▶ _Assignment_: Output all entries precisely and leave out the pictures.

Segment Open

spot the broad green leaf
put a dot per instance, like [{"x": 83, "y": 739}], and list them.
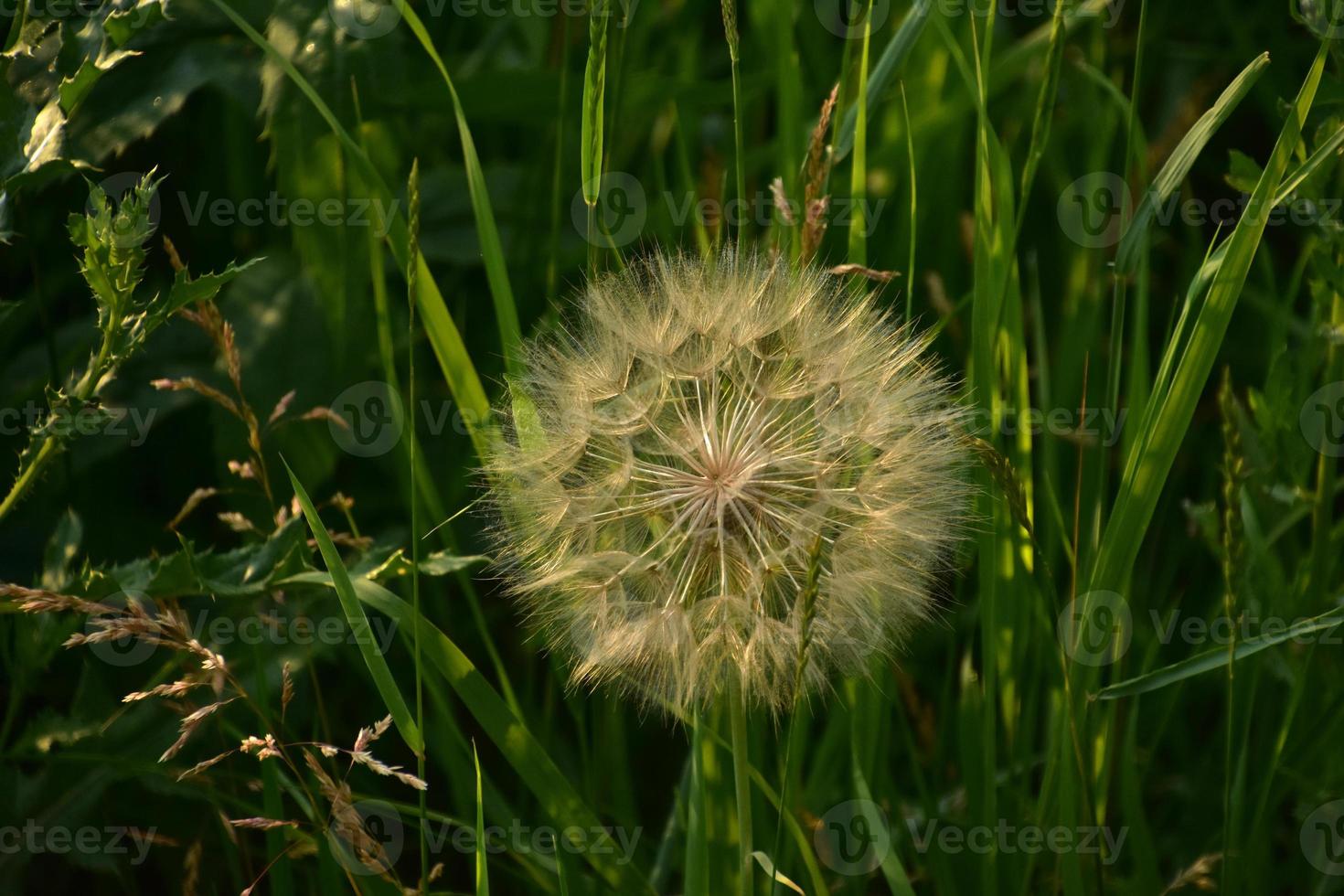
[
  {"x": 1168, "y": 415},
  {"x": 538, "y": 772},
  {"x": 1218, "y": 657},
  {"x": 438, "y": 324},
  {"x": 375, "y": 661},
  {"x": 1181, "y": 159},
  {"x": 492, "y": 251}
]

Segment Closed

▶ _Written response_:
spot the broad green leaf
put a dot per instance, like [{"x": 83, "y": 739}], and list them.
[
  {"x": 1168, "y": 415},
  {"x": 538, "y": 772},
  {"x": 1218, "y": 657},
  {"x": 438, "y": 324},
  {"x": 375, "y": 661},
  {"x": 1181, "y": 159},
  {"x": 492, "y": 251}
]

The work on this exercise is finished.